Task statement: Give the count of lines in the entries below that contain the string "exact", and only that count.

Recorded data:
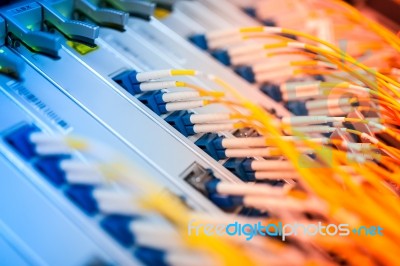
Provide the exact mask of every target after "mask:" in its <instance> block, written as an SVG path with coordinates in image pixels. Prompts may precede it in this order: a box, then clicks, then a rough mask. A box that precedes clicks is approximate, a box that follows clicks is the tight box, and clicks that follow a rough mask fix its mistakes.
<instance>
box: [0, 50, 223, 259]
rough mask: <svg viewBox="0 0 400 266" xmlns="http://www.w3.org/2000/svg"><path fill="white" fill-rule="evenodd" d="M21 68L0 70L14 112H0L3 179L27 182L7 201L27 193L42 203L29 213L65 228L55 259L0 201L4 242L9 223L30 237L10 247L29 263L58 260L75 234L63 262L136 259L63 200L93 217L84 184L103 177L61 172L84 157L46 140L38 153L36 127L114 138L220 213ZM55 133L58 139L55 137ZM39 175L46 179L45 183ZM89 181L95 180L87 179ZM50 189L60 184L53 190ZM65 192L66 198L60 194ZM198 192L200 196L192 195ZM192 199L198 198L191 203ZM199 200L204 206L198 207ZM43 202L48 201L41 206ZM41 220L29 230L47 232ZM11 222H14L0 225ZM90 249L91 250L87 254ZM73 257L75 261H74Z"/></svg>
mask: <svg viewBox="0 0 400 266" xmlns="http://www.w3.org/2000/svg"><path fill="white" fill-rule="evenodd" d="M3 49H7V48H3ZM8 52H9V51H8ZM20 74H21V76H23V77H24V79H23V80H15V79H12V78H9V77H6V76H1V77H0V90H1V97H0V101H1V106H2V108H4V109H3V110H7V111H8V112H9V113H12V114H13V115H12V116H7V115H6V114H3V115H2V116H1V117H2V119H1V125H0V130H1V136H2V141H1V142H0V143H1V144H0V147H1V153H2V168H5V169H11V170H10V171H8V170H7V171H6V170H4V171H2V173H3V174H2V176H3V177H4V178H6V177H7V178H12V177H13V176H15V185H16V186H17V183H18V184H19V183H21V184H22V183H23V184H24V185H21V184H19V185H18V188H17V187H15V189H18V191H19V190H20V189H22V188H23V187H24V188H25V187H26V192H24V193H25V196H20V198H18V197H17V195H15V196H12V199H13V200H15V201H18V202H21V204H22V203H23V201H22V198H24V199H25V198H26V199H27V200H28V199H29V200H30V201H31V202H32V204H37V205H35V206H37V208H43V209H41V210H40V211H39V209H38V210H37V211H36V207H35V208H34V210H35V212H33V211H32V217H31V219H37V218H38V217H42V216H43V215H53V216H54V218H52V219H50V220H49V222H48V223H44V225H46V226H48V227H50V228H52V230H59V232H64V233H65V234H70V235H69V236H68V237H67V236H66V235H65V236H62V238H61V241H60V246H57V249H58V251H57V253H55V254H54V257H53V258H50V257H49V254H48V253H47V251H46V249H43V248H45V246H46V245H47V244H48V242H45V241H43V240H41V238H36V234H35V235H32V239H30V238H29V239H27V238H26V237H25V235H24V234H25V233H26V230H28V229H31V225H30V224H29V223H28V224H26V225H23V224H21V223H20V222H19V223H17V224H21V226H19V227H18V226H16V225H17V224H15V221H16V219H20V217H23V216H24V215H22V216H21V215H20V211H18V212H15V211H14V210H11V209H9V208H6V206H3V207H4V208H2V212H1V213H2V221H3V222H5V223H6V224H5V225H4V228H2V230H1V235H2V237H3V238H5V241H14V240H13V239H14V237H12V236H9V235H8V233H7V234H6V232H8V231H4V230H12V232H13V233H12V234H16V235H18V237H22V238H23V241H30V242H26V243H27V244H28V245H30V246H31V248H33V249H34V250H31V251H28V250H25V249H24V248H23V245H24V244H21V245H17V246H15V247H14V248H15V249H16V250H18V252H20V253H21V254H23V256H25V257H26V258H27V261H28V262H29V264H30V263H32V262H34V261H36V260H37V261H41V262H38V265H41V264H44V263H51V261H54V259H56V260H59V259H60V258H62V257H64V255H61V253H59V252H62V250H63V249H62V248H61V245H70V244H72V243H73V241H76V240H78V239H81V244H80V245H75V246H76V248H77V249H80V251H79V252H76V256H74V257H73V258H72V257H71V258H69V259H67V258H66V259H65V264H66V265H71V264H75V263H96V262H98V263H106V264H107V263H114V262H118V263H119V264H124V265H135V264H136V263H137V262H135V259H134V257H133V256H132V255H131V254H129V252H127V251H121V249H120V248H119V246H118V245H116V244H115V243H114V242H113V241H112V240H111V239H110V238H109V237H108V236H107V235H106V234H104V233H103V231H102V230H101V228H100V226H96V222H93V221H90V219H89V220H88V218H86V217H85V216H82V213H80V212H79V211H78V210H77V209H76V208H74V207H73V206H72V205H71V204H70V203H69V201H66V199H67V198H71V199H73V200H72V201H71V203H72V202H75V203H77V206H80V208H82V209H83V210H84V212H85V213H87V214H91V216H93V214H94V211H93V210H94V209H93V208H95V206H96V205H93V204H97V203H94V202H93V201H92V204H91V205H90V204H89V203H90V201H89V200H88V198H87V197H86V198H84V191H87V192H88V191H90V190H93V188H94V187H93V185H96V184H97V183H98V182H103V181H101V177H97V179H96V178H95V179H94V180H93V179H91V178H89V177H88V176H87V175H90V176H91V177H92V178H93V177H96V173H93V171H92V172H90V171H89V172H88V171H87V170H85V171H84V173H86V174H85V175H83V176H82V175H79V173H80V172H79V171H78V172H73V171H72V172H71V171H70V172H68V173H67V172H66V169H71V167H73V168H74V165H76V164H77V163H78V165H82V163H84V162H85V158H84V157H82V156H80V155H79V154H74V155H73V156H71V155H70V154H69V153H64V152H63V149H61V151H58V152H61V153H60V154H57V149H56V150H53V149H54V148H53V149H52V148H51V147H50V148H47V147H46V146H44V149H43V148H42V149H40V152H45V153H46V152H47V153H50V155H48V156H42V155H40V154H39V153H38V152H39V151H38V147H37V145H36V144H35V143H40V142H41V141H44V140H42V138H41V137H40V134H41V132H46V134H50V135H49V136H51V134H64V135H68V134H71V133H73V134H79V135H90V136H94V137H95V138H96V139H98V140H101V141H104V142H106V143H110V144H111V143H112V146H113V148H115V149H117V150H119V151H120V152H123V153H125V154H127V155H129V157H130V159H132V160H134V161H136V162H139V163H140V164H141V165H142V167H143V168H144V169H146V171H149V172H150V173H151V175H152V176H158V178H159V179H158V180H159V183H160V184H165V188H164V189H168V190H170V191H173V192H174V193H176V194H177V195H181V196H182V198H184V199H185V201H186V203H187V204H189V205H190V206H193V207H194V208H202V209H203V208H204V210H208V211H210V212H213V213H219V210H218V209H217V208H216V207H214V205H213V204H211V203H207V202H206V201H204V199H203V198H202V197H198V196H195V195H196V192H195V191H194V190H193V189H191V188H190V186H189V185H185V184H184V183H176V179H175V178H174V180H171V181H172V182H170V181H167V180H168V179H169V178H168V177H166V175H167V174H166V173H165V172H163V170H162V169H159V168H158V167H156V166H154V163H153V162H152V161H149V160H148V158H143V157H142V154H141V153H140V152H138V150H137V148H135V147H132V146H128V145H126V144H125V142H124V140H123V139H121V138H119V137H118V136H116V135H115V134H114V133H113V132H112V131H110V130H109V128H107V127H106V126H105V125H104V124H102V123H100V122H98V121H97V120H96V119H93V116H92V115H91V114H90V113H88V112H87V111H86V110H85V109H83V108H81V107H80V106H79V104H76V103H74V102H73V101H71V100H69V99H68V98H67V97H66V96H65V95H64V94H63V92H62V91H61V90H58V89H57V87H56V86H55V85H52V84H51V83H49V82H48V81H47V80H46V79H45V78H44V77H42V76H41V75H40V74H39V73H38V72H36V71H35V70H34V69H33V68H32V67H30V66H26V67H25V71H24V72H23V73H20ZM49 99H51V101H49ZM49 114H50V115H49ZM56 140H57V139H55V140H53V141H56ZM54 152H55V154H54ZM82 160H83V161H82ZM79 162H81V163H79ZM3 165H4V167H3ZM68 165H69V166H68ZM15 166H17V168H14V167H15ZM74 169H75V168H74ZM9 172H10V173H9ZM77 173H78V174H77ZM96 180H97V181H96ZM43 181H47V182H46V183H47V184H46V183H44V182H43ZM93 181H95V183H93ZM2 182H5V185H4V186H2V187H4V188H7V187H9V186H11V185H12V184H11V183H10V182H9V181H7V180H6V179H4V180H2ZM48 184H52V186H48ZM87 184H88V185H87ZM54 188H58V190H56V189H54ZM183 191H192V192H191V193H189V194H186V192H183ZM63 192H64V193H65V195H66V196H67V197H66V196H63V195H62V193H63ZM162 193H164V192H162ZM8 194H9V193H6V194H3V195H4V197H5V198H7V197H8V196H7V195H8ZM198 195H200V194H198ZM193 196H194V197H193ZM10 197H11V195H10ZM10 197H8V199H9V200H11V198H10ZM196 197H198V198H197V199H195V198H196ZM83 198H84V199H85V200H84V201H82V199H83ZM192 198H193V199H192ZM44 199H49V200H50V201H52V202H54V203H53V204H48V203H46V204H45V205H43V203H38V201H39V200H40V201H41V202H43V200H44ZM197 200H200V202H203V203H200V202H197V203H195V202H196V201H197ZM5 202H6V201H5ZM24 204H27V203H24ZM82 204H83V205H82ZM201 205H202V207H200V206H201ZM44 206H48V207H46V208H45V207H44ZM26 208H29V205H25V206H24V207H21V208H20V210H21V211H23V209H26ZM39 213H42V214H39ZM43 213H45V214H43ZM52 213H53V214H52ZM60 213H63V214H62V216H60ZM34 217H35V218H34ZM36 217H37V218H36ZM56 217H57V218H56ZM96 217H97V218H96ZM98 217H99V216H97V215H96V216H93V218H92V219H94V220H98V219H99V218H98ZM111 217H112V216H111ZM9 219H12V220H9ZM56 219H58V220H56ZM60 219H64V220H60ZM12 221H14V222H12ZM9 223H11V224H9ZM56 223H57V224H56ZM108 224H109V218H108V216H106V217H105V218H104V222H101V223H100V225H101V227H103V228H108V227H107V226H109V225H108ZM44 225H43V226H35V230H38V233H39V232H40V233H42V234H43V235H44V236H45V235H47V234H51V231H47V232H46V226H44ZM9 226H11V227H12V228H11V229H6V228H8V227H9ZM114 226H115V225H114ZM80 228H86V229H87V230H86V232H84V231H81V229H80ZM88 228H89V229H88ZM96 228H97V229H96ZM3 229H4V230H3ZM24 230H25V231H24ZM107 230H108V231H107ZM24 232H25V233H24ZM106 232H109V229H106ZM10 234H11V233H10ZM21 234H23V235H21ZM57 235H59V233H57V234H54V237H56V236H57ZM15 237H17V236H15ZM48 239H49V241H55V242H57V240H56V239H54V238H53V237H49V238H48ZM71 241H72V242H71ZM67 243H68V244H67ZM99 243H100V244H99ZM39 248H40V249H39ZM68 250H72V247H71V246H70V247H68ZM79 254H81V255H82V256H81V255H79ZM88 254H91V255H90V256H89V255H88ZM4 256H5V257H4V260H6V259H10V258H11V257H10V256H11V255H7V256H6V255H4ZM85 256H89V257H85ZM2 258H3V257H2ZM35 258H36V259H35ZM78 260H81V261H80V262H78ZM15 261H16V260H13V262H15ZM73 261H74V262H73Z"/></svg>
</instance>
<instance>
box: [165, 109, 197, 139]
mask: <svg viewBox="0 0 400 266" xmlns="http://www.w3.org/2000/svg"><path fill="white" fill-rule="evenodd" d="M191 115H192V113H189V112H188V111H175V112H173V113H171V114H170V115H169V116H167V117H166V118H165V121H167V123H168V124H170V125H171V126H173V127H174V128H175V129H176V130H178V131H179V132H180V133H181V134H182V135H184V136H185V137H188V136H190V135H193V134H192V133H191V132H189V131H188V130H187V127H190V126H193V124H192V123H191V122H190V116H191ZM192 131H193V130H192Z"/></svg>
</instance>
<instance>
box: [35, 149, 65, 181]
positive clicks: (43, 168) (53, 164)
mask: <svg viewBox="0 0 400 266" xmlns="http://www.w3.org/2000/svg"><path fill="white" fill-rule="evenodd" d="M68 158H70V156H68V155H61V156H47V157H41V158H39V160H38V161H36V163H35V167H36V169H38V170H39V171H40V172H41V173H42V174H43V175H44V176H45V177H46V178H47V179H48V180H49V181H50V182H51V183H53V184H54V185H56V186H60V185H62V184H64V183H65V181H66V180H65V172H64V170H62V169H61V167H60V162H61V161H62V160H65V159H68Z"/></svg>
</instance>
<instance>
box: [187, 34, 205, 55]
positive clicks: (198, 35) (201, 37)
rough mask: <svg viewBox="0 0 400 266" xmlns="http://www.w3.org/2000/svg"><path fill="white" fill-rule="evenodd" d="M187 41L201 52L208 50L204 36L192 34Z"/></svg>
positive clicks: (204, 36) (188, 38)
mask: <svg viewBox="0 0 400 266" xmlns="http://www.w3.org/2000/svg"><path fill="white" fill-rule="evenodd" d="M188 39H189V41H190V42H191V43H193V44H194V45H196V46H197V47H199V48H200V49H202V50H205V51H207V50H208V43H207V39H206V36H205V35H204V34H194V35H192V36H190V37H189V38H188Z"/></svg>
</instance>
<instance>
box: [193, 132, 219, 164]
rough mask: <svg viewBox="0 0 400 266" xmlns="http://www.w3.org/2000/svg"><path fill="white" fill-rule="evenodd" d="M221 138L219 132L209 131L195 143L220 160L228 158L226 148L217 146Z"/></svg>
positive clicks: (213, 156)
mask: <svg viewBox="0 0 400 266" xmlns="http://www.w3.org/2000/svg"><path fill="white" fill-rule="evenodd" d="M220 138H221V137H219V136H218V135H217V134H214V133H207V134H204V135H203V136H202V137H201V138H199V139H198V140H197V141H196V142H195V144H196V145H197V146H198V147H199V148H201V149H202V150H203V151H205V152H206V153H207V154H208V155H210V156H211V157H213V158H214V159H215V160H217V161H219V160H221V159H225V158H226V155H225V149H217V148H216V143H218V141H219V139H220Z"/></svg>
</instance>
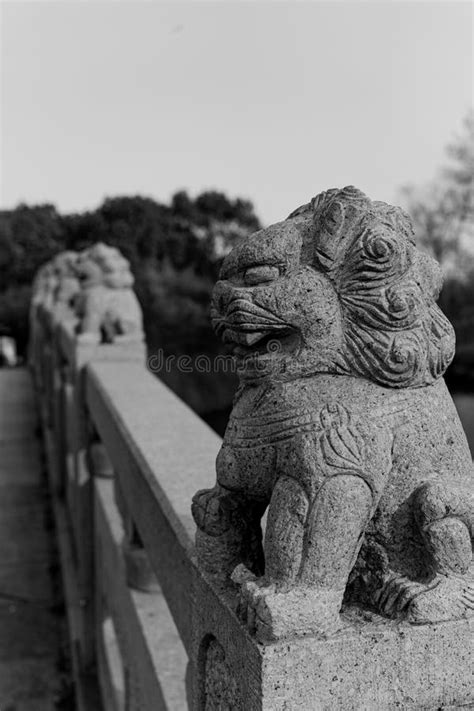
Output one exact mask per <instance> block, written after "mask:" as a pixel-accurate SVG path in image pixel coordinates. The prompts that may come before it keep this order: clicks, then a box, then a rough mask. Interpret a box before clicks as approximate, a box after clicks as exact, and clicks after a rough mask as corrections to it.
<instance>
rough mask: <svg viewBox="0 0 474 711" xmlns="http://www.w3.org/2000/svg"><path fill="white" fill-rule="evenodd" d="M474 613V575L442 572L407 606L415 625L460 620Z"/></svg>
mask: <svg viewBox="0 0 474 711" xmlns="http://www.w3.org/2000/svg"><path fill="white" fill-rule="evenodd" d="M473 615H474V576H473V575H472V574H470V575H469V574H468V575H439V576H438V577H437V578H436V580H435V581H434V582H433V583H432V584H431V585H430V586H429V587H427V588H426V589H425V590H423V591H422V592H420V593H419V594H418V595H416V596H415V597H414V598H413V600H412V601H411V602H410V604H409V605H408V608H407V618H408V621H409V622H412V623H413V624H426V623H428V622H443V621H445V620H460V619H463V618H465V617H472V616H473Z"/></svg>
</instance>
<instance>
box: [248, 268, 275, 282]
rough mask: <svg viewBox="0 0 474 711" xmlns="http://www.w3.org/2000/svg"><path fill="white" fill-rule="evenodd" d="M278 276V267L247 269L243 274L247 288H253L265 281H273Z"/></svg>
mask: <svg viewBox="0 0 474 711" xmlns="http://www.w3.org/2000/svg"><path fill="white" fill-rule="evenodd" d="M279 276H280V270H279V269H278V267H272V266H270V265H262V266H260V267H249V268H248V269H246V270H245V273H244V282H245V284H246V285H248V286H255V285H256V284H261V283H262V282H266V281H273V280H274V279H277V278H278V277H279Z"/></svg>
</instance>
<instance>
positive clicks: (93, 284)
mask: <svg viewBox="0 0 474 711" xmlns="http://www.w3.org/2000/svg"><path fill="white" fill-rule="evenodd" d="M77 271H78V274H79V279H80V280H81V285H82V286H83V287H86V288H88V287H91V286H98V285H103V286H106V287H108V288H110V289H127V288H130V287H131V286H132V285H133V276H132V274H131V272H130V265H129V263H128V261H127V260H126V259H125V257H123V256H122V255H121V253H120V252H119V251H118V249H115V247H110V246H108V245H106V244H102V243H101V242H99V243H97V244H95V245H94V246H93V247H90V248H89V249H87V250H85V252H83V253H82V255H81V257H80V258H79V261H78V263H77Z"/></svg>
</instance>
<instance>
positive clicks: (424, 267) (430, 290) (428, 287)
mask: <svg viewBox="0 0 474 711" xmlns="http://www.w3.org/2000/svg"><path fill="white" fill-rule="evenodd" d="M414 257H415V259H414V264H413V267H414V272H415V278H416V282H417V284H418V285H419V287H420V289H421V291H422V293H423V295H425V296H428V297H430V298H431V299H433V301H436V300H437V299H438V296H439V294H440V292H441V288H442V286H443V273H442V271H441V268H440V266H439V264H438V262H437V261H436V260H434V259H433V258H432V257H430V256H429V254H425V253H423V252H419V251H418V250H416V252H415V255H414Z"/></svg>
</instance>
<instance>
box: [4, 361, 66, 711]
mask: <svg viewBox="0 0 474 711" xmlns="http://www.w3.org/2000/svg"><path fill="white" fill-rule="evenodd" d="M36 430H37V417H36V411H35V402H34V395H33V385H32V380H31V377H30V375H29V373H28V371H27V370H26V369H21V368H19V369H0V709H1V710H2V711H54V710H62V711H69V710H71V711H72V709H73V708H74V701H73V688H72V686H71V682H70V677H69V673H68V657H67V641H66V640H67V630H66V626H65V615H64V612H63V605H62V591H61V584H60V579H61V577H60V570H59V563H58V556H57V552H56V548H55V532H54V526H53V523H52V521H53V519H52V514H51V511H50V502H49V495H48V487H47V482H46V478H45V477H44V475H43V466H42V455H41V446H40V441H39V439H38V437H37V436H36Z"/></svg>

Exercise result: 2